Only one range belongs in the answer: the line holding "Which pixel lies on the mountain" through the last line of the records, reproduced as is.

╭─ RECORDS FOR PROCESSING

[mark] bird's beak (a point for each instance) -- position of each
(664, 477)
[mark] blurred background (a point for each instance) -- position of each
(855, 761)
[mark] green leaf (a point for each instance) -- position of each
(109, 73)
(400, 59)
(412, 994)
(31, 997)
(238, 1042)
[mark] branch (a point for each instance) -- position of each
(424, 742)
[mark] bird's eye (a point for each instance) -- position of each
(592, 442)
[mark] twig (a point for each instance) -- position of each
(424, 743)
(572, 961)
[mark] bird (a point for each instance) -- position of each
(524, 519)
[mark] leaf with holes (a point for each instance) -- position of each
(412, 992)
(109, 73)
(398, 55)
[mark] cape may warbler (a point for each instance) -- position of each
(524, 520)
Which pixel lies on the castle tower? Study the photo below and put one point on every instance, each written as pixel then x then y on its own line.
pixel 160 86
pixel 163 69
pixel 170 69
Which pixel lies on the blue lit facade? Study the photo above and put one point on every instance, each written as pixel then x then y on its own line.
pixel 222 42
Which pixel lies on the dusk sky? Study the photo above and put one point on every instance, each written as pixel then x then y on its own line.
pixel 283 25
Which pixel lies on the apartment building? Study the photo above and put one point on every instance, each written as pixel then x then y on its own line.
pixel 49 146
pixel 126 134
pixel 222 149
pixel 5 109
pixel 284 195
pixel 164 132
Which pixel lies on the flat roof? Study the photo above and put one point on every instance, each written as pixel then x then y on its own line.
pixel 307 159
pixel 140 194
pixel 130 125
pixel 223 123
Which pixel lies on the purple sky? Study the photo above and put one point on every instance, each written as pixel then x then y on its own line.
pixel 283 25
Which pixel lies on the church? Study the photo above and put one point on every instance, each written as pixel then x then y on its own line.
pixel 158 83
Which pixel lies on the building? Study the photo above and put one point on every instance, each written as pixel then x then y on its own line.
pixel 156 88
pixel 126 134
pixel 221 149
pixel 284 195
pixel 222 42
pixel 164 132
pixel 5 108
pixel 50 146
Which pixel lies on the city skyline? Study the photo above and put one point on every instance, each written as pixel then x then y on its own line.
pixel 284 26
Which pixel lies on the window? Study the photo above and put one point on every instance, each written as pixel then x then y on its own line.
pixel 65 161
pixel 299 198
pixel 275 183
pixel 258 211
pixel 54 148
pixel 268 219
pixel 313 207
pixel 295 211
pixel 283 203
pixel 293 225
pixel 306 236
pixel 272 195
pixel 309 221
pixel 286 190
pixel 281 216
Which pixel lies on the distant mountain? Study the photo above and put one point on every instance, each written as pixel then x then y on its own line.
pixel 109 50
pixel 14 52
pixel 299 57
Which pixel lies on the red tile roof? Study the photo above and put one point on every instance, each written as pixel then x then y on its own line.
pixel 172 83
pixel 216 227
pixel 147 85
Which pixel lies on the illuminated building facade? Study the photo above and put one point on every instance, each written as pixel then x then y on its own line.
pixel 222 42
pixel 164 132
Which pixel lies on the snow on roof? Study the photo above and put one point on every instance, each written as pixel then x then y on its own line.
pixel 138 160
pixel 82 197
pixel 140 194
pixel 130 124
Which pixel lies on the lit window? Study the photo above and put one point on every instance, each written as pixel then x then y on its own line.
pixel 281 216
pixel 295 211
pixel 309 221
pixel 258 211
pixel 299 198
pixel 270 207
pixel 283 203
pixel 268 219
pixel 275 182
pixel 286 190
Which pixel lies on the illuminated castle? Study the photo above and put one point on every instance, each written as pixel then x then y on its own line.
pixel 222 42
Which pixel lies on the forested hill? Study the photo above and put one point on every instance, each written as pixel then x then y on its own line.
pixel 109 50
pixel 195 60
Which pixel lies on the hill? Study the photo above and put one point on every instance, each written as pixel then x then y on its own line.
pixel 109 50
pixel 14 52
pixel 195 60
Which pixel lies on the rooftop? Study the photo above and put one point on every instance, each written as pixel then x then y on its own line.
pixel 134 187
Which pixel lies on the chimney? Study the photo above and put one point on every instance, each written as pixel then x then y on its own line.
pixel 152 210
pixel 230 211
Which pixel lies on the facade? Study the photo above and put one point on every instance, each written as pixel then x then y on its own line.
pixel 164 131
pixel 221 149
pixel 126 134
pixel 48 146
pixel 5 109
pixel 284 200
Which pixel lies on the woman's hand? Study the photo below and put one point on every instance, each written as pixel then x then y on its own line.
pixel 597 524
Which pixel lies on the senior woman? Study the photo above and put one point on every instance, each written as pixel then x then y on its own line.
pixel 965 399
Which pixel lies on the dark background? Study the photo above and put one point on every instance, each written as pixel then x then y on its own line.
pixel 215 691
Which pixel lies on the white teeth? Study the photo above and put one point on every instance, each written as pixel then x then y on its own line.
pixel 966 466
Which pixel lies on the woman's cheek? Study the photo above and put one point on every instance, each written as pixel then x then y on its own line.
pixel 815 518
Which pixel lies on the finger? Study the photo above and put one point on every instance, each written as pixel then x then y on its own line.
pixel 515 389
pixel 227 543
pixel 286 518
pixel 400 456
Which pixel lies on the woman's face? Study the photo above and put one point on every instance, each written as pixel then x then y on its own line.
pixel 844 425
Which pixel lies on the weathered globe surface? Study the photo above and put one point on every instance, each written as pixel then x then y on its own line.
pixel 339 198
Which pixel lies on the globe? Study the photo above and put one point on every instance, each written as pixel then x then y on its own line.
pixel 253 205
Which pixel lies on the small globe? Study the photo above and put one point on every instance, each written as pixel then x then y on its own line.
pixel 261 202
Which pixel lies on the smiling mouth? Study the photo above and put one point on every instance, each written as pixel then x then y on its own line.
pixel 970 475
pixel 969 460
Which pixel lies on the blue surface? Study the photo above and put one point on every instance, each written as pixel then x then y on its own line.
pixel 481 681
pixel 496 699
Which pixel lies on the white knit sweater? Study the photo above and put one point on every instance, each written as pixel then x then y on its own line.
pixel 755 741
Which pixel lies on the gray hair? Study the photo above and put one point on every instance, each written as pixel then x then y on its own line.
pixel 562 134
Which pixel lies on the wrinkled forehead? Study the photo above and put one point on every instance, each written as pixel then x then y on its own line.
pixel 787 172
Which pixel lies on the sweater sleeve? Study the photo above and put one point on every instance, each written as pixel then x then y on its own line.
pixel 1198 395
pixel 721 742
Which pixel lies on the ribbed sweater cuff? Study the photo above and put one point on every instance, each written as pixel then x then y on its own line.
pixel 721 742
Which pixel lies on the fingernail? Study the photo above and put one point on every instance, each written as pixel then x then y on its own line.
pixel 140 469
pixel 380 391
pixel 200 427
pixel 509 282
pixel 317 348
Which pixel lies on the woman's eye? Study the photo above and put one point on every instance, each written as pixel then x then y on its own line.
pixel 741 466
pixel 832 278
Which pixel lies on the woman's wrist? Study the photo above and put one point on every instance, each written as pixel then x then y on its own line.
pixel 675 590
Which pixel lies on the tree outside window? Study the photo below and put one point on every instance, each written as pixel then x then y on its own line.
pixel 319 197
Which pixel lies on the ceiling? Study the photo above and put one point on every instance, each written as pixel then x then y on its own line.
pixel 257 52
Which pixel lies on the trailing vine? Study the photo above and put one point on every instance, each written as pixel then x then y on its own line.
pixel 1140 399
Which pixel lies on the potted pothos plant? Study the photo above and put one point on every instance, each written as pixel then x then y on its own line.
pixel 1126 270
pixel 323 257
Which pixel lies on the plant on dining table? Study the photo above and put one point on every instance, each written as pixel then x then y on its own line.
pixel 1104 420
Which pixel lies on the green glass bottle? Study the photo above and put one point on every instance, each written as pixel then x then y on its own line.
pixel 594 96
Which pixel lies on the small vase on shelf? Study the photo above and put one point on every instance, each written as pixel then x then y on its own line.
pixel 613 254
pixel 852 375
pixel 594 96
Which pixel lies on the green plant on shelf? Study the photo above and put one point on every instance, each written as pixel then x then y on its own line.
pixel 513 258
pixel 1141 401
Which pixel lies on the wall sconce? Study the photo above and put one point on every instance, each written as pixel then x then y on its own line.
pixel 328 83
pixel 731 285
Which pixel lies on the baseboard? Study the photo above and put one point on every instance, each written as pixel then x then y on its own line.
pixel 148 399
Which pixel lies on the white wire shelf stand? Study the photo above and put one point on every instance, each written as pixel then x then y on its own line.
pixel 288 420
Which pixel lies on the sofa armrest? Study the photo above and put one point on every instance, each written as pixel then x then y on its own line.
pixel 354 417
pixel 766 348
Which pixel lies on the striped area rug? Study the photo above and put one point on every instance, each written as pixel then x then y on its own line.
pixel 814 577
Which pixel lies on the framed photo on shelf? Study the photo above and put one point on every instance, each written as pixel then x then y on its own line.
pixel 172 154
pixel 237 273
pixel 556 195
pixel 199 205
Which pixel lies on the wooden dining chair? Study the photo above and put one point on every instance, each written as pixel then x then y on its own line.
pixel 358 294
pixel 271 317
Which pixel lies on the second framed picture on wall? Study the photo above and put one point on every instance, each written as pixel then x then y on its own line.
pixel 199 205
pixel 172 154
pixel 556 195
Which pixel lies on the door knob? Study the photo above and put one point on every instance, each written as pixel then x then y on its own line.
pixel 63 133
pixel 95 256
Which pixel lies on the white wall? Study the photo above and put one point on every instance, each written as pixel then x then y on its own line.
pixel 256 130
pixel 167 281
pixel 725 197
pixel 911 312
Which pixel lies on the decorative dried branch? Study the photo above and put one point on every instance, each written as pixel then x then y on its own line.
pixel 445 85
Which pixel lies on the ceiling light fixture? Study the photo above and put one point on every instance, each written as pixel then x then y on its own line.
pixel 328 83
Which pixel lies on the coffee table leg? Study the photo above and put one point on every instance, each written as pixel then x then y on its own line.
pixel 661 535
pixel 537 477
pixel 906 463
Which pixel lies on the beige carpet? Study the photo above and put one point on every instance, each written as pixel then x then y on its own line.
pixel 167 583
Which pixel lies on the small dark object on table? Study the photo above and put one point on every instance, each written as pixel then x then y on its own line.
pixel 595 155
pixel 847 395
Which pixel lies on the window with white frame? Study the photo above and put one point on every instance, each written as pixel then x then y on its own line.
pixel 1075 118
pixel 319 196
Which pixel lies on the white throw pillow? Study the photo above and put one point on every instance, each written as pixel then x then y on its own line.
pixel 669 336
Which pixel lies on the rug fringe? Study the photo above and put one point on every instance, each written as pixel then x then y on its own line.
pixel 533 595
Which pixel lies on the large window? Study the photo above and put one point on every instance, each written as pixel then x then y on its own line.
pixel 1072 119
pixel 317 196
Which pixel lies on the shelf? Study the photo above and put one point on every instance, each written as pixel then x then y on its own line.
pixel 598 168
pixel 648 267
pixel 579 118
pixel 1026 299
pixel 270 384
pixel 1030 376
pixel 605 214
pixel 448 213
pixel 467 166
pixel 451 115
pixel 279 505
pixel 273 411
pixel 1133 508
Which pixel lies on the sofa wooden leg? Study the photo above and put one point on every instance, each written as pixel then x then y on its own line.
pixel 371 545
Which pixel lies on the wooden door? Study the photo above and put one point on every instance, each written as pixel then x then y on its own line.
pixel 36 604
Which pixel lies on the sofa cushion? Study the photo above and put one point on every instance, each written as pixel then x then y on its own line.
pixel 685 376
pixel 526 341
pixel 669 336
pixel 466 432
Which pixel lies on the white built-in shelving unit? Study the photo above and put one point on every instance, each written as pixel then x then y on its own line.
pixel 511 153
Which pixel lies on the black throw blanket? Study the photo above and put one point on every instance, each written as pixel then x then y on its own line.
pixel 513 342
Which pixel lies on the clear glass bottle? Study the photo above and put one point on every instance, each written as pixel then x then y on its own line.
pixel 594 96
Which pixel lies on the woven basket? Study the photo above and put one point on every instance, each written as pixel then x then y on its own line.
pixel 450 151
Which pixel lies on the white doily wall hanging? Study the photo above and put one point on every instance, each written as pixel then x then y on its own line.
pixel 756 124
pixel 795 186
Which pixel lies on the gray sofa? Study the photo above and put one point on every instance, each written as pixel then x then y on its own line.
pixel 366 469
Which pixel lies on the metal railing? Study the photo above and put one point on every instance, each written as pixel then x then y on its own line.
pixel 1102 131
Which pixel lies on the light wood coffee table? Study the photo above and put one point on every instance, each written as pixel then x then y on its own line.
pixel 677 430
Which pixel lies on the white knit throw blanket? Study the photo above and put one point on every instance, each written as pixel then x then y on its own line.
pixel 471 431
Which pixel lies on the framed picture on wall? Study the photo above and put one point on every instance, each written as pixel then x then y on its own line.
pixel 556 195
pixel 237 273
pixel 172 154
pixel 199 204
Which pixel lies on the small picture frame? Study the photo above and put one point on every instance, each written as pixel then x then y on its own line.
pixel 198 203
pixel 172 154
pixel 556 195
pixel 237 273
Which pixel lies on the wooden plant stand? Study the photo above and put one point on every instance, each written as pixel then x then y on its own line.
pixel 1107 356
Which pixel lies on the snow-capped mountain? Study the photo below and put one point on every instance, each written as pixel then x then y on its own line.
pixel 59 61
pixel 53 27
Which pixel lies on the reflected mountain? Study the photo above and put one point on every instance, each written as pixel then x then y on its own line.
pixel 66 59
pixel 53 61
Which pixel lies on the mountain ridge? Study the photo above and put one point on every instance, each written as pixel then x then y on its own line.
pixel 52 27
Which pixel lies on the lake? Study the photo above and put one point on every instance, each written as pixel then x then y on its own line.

╰─

* **SOLUTION**:
Which pixel lies on the mountain ridge? Study the photo above and put one point on every instance, each written as pixel then x then y on its own line.
pixel 52 27
Which pixel lies on the lake? Study the photo above and put one point on every instance, each written as pixel then x then y on its own line.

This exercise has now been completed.